**WORK TO BE COMPLETED:**
Can you retype every one of the records below word for word, line by line, with nothing changed?

— START OF AVAILABLE RECORDS —

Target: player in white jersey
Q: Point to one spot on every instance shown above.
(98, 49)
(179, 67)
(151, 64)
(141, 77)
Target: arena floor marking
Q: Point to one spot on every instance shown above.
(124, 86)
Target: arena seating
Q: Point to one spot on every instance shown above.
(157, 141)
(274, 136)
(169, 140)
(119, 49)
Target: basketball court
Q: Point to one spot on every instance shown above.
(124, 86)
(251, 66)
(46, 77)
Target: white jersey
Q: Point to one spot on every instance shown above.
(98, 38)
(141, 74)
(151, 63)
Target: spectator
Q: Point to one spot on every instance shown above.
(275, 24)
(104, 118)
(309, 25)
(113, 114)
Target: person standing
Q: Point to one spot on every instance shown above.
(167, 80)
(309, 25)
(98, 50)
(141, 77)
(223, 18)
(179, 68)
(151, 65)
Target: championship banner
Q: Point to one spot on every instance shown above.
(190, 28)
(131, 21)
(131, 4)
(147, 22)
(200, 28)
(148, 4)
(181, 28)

— END OF AVAILABLE RECORDS —

**RESULT OF THE EXERCISE:**
Target: player in white jersey
Q: Point to one spot on every instance shown above.
(98, 49)
(179, 67)
(151, 64)
(141, 77)
Target: arena floor marking
Q: Point to one spot on every instance shown above.
(124, 86)
Target: arena seating
Q: Point to one spot on every instance shown above.
(157, 141)
(274, 136)
(169, 140)
(119, 49)
Target: basketball court
Q: Point to one spot on every instance shown above.
(124, 86)
(251, 66)
(46, 77)
Target: white jersey
Q: Point to one spot on every instance shown above.
(98, 38)
(141, 74)
(151, 63)
Target: spectator
Q: Point to one spot on every instance shown above.
(275, 24)
(104, 118)
(309, 25)
(113, 114)
Target: person standing
Q: Point to one spot on every instance shown above.
(167, 80)
(309, 25)
(98, 50)
(141, 77)
(223, 18)
(179, 68)
(151, 65)
Target: championship banner
Q: Point to one spot on every instance shown above.
(190, 28)
(131, 21)
(131, 4)
(147, 22)
(200, 28)
(148, 4)
(181, 28)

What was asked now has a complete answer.